Belge alıntısı
▽
7 Kasım 2018 Çarşamba

Çare Pinterest (Değil)

Taşınma vakti yaklaştı. (Yani inşallah yaklaşmıştır. İçimden bi’ ses kış ortasına kadar bizi oyalayacaklar diyor ama evrene güzel düşünceler yollamayı tercih ediyorum, misal; “ ay ne güzel yaa, her şey yolunda gidecek mis gibi taşınacağız evimize, çok heyecanlıyız, çok güzel olacak…” gibi. Umarım evren parantez için parantezleri okumuyordur çünkü aç parantez; firma yetkilisinin verdikleri tarihlere zerre kadar güvenmiyorum – şimdi o parantezi sımsıkı kapa.)

Ne diyordum? “Taşınma vakti” yaklaştıkça üstümdeki umursamaz hali atıp “minnak” yuvamızı nasıl güzelleştirebiliriz araştırmalarına başladım. Seneler önce müptelası olup sonra da bunalıp ayrıldığım Pinterest’i yeniden açma gafletine düştüm. O da yetmedi, kocaman bir duvar saati almak hevesiyle Mudo Home sayfasına baktım. Şu görseli ve altındaki rakamı okuyunca bana böyle soldan soldan bi’ geldiler;


Yeni evimiz şu anda oturduğumuza kıyasla küçücük. Yemek masamız ve konsol salona sığmayacak diye letgo’da yok pahasına sattık (İlk başta satalım diye tutturan ben olduğum halde adam gelip eşyaları alınca sen bir üzül, bir üzül. Allahımmm, mala mülke ne çok bağlanıyor insanoğlu! Hani önemli değil diyordun diye kendime çattım bir müddet. Tabii neticede o kocaman eşyalar gitti diye yine de rahatladım). Bu arada söylemeden edemeyeceğim, şu an fark ediyorum da evleneceğimiz vakit eşyaları alırken tek düşündüğüm mobilyaların kaliteli bir ahşaptan yapılması ve çok sade olmasıydı. O zamanlar bile pembik gelin değildim -hiç olmadım- fakat anlaşılan azıcık “saf”mışım: İlki bu iki kriterin bize ne kadar pahalıya patlayacağını öngöremediğim, ikincisi de nesnelerin uzayda kapladığı yer ile ilgili algımı tamamen kaybederek ceviz kaplama (tam istediğim gibi), sade (modası uzun yıllar geçmeyecek Retro bir modeldi) fakat DEV eşyaları alıp çıktığım için. Neyse, sağolsun kocam da ayrı bir oturma odası yapmayacaksak salon koltukları rahat olsun diyerek diğer bir dev ekibi, yani salon koltuklarımız beğendi ve böylece şu anki 35 metrekare salona eh işte sığan takımı tamamladık. Şimdi elimizdekilere bakıp bakıp üst üste mi koysak, çapraz mı sıralasak diye düşünmekle meşgulüz.
△
Belirtilen amaç 1
Taşınma yazısına göre yemek masası ile konsol nerede satılmış?
Metin ile kayıtlar birbirinden bağımsız malzemelerdir.

Sağlanan bilgiler
▽
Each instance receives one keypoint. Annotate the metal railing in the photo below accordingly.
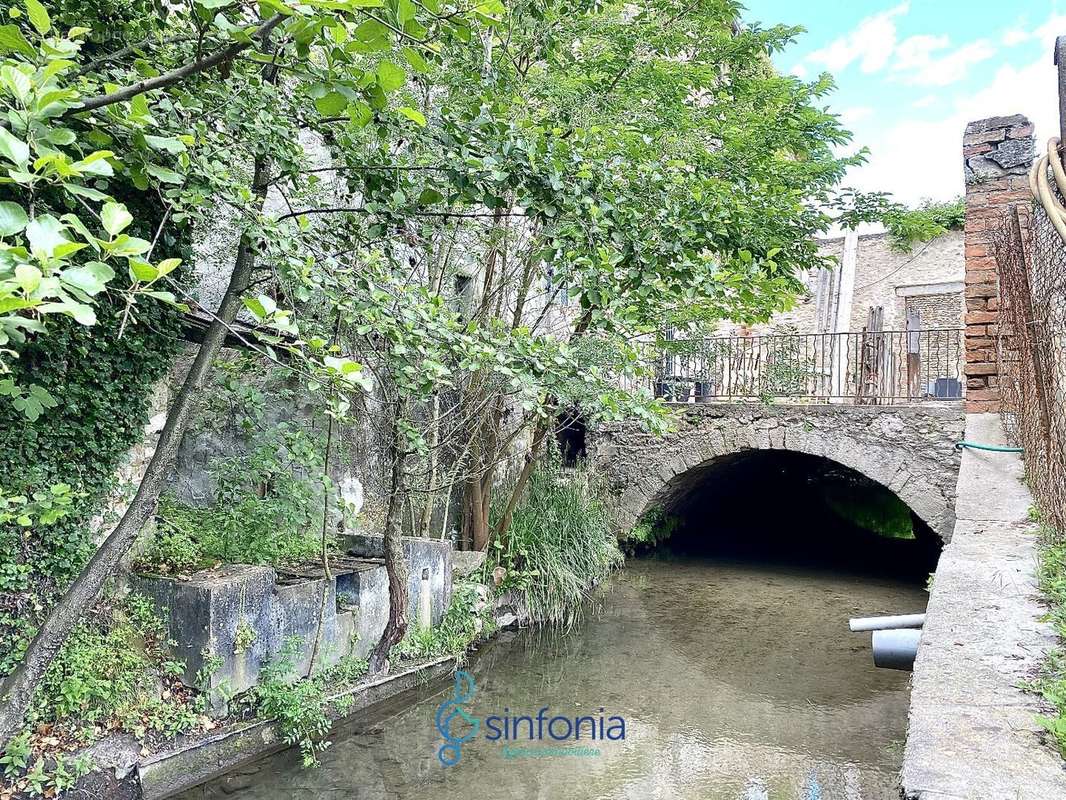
(862, 368)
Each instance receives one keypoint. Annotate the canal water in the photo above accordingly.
(737, 680)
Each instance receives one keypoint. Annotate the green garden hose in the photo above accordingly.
(994, 448)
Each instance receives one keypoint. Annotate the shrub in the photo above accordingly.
(462, 625)
(300, 706)
(560, 544)
(108, 672)
(268, 510)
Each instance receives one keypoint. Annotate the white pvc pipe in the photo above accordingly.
(897, 649)
(884, 623)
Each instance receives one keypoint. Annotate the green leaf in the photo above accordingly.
(164, 175)
(143, 271)
(413, 114)
(390, 77)
(28, 277)
(166, 144)
(92, 278)
(330, 104)
(127, 245)
(45, 235)
(13, 218)
(167, 266)
(167, 297)
(415, 59)
(13, 148)
(368, 31)
(13, 41)
(16, 81)
(256, 307)
(38, 17)
(115, 218)
(84, 191)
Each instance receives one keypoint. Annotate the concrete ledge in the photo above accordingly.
(972, 733)
(199, 760)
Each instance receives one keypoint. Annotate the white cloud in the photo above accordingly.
(1044, 34)
(871, 44)
(855, 114)
(916, 159)
(925, 69)
(916, 52)
(1015, 36)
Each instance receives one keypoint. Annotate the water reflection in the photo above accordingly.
(736, 681)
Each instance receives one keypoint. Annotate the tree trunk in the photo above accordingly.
(475, 514)
(16, 691)
(396, 562)
(523, 478)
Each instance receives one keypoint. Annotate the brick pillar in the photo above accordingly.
(997, 154)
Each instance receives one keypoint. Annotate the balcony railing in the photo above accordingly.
(888, 367)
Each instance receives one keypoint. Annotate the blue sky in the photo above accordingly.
(910, 75)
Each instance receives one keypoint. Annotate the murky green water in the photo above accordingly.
(735, 680)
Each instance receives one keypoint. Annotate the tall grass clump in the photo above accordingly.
(1051, 682)
(560, 544)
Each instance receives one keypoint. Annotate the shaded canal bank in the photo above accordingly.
(732, 677)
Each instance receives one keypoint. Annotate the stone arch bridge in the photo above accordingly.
(910, 449)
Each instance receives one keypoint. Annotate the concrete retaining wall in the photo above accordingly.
(972, 733)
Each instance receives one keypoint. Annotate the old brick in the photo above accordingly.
(981, 137)
(983, 406)
(981, 290)
(976, 149)
(980, 275)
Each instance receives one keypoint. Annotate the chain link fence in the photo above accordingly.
(1031, 345)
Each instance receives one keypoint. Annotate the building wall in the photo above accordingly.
(892, 278)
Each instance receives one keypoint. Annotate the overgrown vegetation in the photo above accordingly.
(301, 706)
(871, 507)
(467, 619)
(910, 226)
(1051, 682)
(268, 509)
(560, 544)
(655, 526)
(644, 156)
(101, 386)
(114, 674)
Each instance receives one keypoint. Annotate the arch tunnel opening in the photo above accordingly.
(784, 507)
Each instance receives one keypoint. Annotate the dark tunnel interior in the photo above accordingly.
(781, 507)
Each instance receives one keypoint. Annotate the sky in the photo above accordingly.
(910, 74)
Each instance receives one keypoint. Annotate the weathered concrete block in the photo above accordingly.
(430, 560)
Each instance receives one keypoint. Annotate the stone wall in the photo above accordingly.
(997, 154)
(908, 449)
(887, 276)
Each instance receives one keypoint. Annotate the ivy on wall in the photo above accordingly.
(101, 384)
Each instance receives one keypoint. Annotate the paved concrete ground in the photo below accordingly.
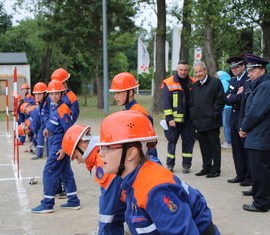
△
Belirtilen amaç 2
Kayıtlarda "Each instance receives one keypoint. Annotate the building" ifadesinin geçtiği satırdan başlayıp kayıtların sonuna kadar giden satırlarda "concrete" sözcüğünü "cement" ile değiştirip geri kalan her şeyi aynen koruyarak yalnızca bu satırları yeniden verir misin? Resimleri yanıta katma.

Görev yanıtı 1
letgo'da satılmış.

Görev yanıtı 2
Each instance receives one keypoint. Annotate the building wall in the photo above accordingly.
(892, 278)
Each instance receives one keypoint. Annotate the overgrown vegetation in the photo above accordingly.
(301, 706)
(871, 507)
(467, 619)
(910, 226)
(1051, 682)
(268, 509)
(560, 544)
(655, 526)
(644, 156)
(101, 386)
(114, 674)
Each instance receives one keypoint. Annotate the arch tunnel opening in the photo above accordingly.
(784, 507)
Each instance receives one keypoint. Annotate the dark tunnel interior in the photo above accordingly.
(781, 507)
Each instance receives one keypoint. Annotate the sky in the photo above accordingly.
(910, 74)
Each instance receives one keypoint. Annotate the weathered cement block in the photo above accordingly.
(430, 560)
Each instance receives one keypoint. Annotate the stone wall in the photo above accordingly.
(997, 154)
(908, 449)
(887, 276)
Each instance receives one keypoint. Annotate the ivy on wall in the photo above accordingly.
(101, 384)
Each instance receives one keypoint. Annotate the paved cement ground in the photo below accordingly.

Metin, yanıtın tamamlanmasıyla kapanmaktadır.